TASK DETAILS: Nothing but the lines from the one that contains "Where can the paved" through the end of the listing should appear, set down exactly.
Start of DATA SHOWN
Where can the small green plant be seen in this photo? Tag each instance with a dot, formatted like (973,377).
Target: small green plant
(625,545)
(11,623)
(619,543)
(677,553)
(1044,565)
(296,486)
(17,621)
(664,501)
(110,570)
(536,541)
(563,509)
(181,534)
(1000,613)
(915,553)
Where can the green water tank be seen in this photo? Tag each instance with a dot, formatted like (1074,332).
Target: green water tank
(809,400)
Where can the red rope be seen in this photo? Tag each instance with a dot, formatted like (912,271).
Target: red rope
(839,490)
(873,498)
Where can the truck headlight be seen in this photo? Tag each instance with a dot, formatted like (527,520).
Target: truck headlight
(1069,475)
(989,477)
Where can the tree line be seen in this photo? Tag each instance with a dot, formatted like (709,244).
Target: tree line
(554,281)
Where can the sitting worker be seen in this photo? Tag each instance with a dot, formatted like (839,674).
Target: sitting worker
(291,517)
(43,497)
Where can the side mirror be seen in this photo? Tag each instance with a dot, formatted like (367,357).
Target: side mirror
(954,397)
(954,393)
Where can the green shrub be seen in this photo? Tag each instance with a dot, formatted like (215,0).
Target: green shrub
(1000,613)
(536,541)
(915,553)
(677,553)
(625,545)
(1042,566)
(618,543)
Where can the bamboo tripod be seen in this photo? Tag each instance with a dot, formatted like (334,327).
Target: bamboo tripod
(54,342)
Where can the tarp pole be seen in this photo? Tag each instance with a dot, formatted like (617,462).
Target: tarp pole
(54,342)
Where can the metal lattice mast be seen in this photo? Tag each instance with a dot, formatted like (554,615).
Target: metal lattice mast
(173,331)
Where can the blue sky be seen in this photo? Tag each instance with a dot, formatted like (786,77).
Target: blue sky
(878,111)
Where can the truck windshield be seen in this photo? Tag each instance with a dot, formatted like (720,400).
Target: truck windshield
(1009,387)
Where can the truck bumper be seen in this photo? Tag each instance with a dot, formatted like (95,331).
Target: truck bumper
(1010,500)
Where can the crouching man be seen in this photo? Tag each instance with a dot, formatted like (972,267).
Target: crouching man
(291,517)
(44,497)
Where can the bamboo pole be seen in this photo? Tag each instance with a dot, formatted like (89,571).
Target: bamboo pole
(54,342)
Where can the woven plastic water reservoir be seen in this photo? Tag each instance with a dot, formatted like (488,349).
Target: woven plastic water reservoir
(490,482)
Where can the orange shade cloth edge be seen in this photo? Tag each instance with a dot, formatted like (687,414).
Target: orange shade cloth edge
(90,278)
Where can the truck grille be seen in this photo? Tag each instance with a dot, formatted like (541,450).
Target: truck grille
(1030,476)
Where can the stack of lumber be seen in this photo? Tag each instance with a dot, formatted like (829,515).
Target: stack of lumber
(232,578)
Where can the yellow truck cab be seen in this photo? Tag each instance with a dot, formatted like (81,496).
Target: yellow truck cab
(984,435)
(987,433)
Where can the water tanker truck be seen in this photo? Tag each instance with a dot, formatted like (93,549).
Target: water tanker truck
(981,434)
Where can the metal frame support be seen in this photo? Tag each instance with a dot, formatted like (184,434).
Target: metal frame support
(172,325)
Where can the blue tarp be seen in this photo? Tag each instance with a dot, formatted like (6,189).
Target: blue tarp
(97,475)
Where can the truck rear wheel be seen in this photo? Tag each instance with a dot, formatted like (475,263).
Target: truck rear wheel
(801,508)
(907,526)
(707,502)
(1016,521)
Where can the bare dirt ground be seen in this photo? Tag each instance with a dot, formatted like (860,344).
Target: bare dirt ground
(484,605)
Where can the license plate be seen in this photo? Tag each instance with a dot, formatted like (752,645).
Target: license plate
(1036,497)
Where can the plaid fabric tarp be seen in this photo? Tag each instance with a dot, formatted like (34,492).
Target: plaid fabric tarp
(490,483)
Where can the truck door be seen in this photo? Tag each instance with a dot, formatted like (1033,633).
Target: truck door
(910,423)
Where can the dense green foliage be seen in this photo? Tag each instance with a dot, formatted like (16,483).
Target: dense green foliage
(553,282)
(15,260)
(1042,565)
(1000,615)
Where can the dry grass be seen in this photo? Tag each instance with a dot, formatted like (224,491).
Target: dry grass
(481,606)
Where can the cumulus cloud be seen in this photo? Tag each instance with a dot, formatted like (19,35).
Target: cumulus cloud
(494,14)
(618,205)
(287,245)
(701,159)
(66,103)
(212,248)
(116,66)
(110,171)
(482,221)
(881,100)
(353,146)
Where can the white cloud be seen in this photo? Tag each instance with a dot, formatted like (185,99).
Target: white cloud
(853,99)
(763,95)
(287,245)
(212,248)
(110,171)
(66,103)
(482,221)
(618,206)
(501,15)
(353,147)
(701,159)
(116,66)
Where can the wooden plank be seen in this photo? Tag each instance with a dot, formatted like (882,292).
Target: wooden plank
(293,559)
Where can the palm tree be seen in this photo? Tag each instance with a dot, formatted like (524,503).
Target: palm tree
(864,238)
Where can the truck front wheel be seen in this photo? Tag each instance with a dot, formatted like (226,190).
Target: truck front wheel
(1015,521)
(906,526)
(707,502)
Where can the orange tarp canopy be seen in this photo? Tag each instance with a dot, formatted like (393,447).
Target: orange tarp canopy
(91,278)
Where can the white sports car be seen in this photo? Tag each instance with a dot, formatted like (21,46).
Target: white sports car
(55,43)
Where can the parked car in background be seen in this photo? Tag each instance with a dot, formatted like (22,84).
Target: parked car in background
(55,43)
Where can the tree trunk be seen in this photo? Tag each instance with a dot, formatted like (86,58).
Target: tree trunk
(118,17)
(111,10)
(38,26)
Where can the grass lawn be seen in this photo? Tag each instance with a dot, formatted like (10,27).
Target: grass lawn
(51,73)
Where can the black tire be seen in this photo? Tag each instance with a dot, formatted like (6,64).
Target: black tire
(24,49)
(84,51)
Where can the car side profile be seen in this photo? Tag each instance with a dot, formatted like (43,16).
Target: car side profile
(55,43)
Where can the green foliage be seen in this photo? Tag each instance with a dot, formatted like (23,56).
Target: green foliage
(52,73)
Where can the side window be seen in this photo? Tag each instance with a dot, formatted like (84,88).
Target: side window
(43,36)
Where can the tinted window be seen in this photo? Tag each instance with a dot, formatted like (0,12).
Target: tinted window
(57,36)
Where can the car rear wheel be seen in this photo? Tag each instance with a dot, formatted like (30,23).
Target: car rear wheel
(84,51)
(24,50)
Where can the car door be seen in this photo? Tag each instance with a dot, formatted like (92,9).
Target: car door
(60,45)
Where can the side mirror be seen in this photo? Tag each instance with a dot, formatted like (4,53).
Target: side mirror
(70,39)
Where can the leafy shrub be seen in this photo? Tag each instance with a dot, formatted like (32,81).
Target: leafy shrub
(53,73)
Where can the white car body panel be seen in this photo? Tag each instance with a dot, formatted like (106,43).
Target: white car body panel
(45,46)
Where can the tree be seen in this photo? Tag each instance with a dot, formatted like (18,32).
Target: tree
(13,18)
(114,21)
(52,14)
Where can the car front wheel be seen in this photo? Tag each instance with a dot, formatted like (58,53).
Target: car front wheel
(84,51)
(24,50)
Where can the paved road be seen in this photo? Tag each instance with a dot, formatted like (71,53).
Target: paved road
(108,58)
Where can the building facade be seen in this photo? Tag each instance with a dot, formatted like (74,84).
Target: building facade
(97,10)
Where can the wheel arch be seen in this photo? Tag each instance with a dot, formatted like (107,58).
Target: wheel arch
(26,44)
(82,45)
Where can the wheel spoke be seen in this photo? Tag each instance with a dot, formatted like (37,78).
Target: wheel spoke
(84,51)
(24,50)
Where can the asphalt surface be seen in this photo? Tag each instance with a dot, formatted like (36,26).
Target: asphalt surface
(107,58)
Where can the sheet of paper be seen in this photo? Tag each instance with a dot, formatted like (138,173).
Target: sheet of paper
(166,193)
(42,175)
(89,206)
End of DATA SHOWN
TASK RESPONSE:
Where can the paved road be seen in this photo? Tag each instance with a dot, formatted like (71,53).
Target: paved road
(108,58)
Where can the building facade be seen in this photo? Tag each instance with a dot, formatted like (74,84).
Target: building facade
(97,10)
Where can the wheel arch be seen in this photo? Tag each instance with a dot, formatted like (107,58).
Target: wheel arch
(26,44)
(82,45)
Where can the wheel spoke be seen in this photo? Tag each instance with a dot, formatted like (37,78).
Target: wheel spoke
(84,51)
(24,50)
Where can the asphalt surface be seen in this photo? Tag each instance with a dot, formatted like (36,26).
Target: asphalt surface
(107,58)
Where can the sheet of paper be seen in this photo? Tag each instance with a dot, formatted like (138,173).
Target: sheet of paper
(166,193)
(42,175)
(89,206)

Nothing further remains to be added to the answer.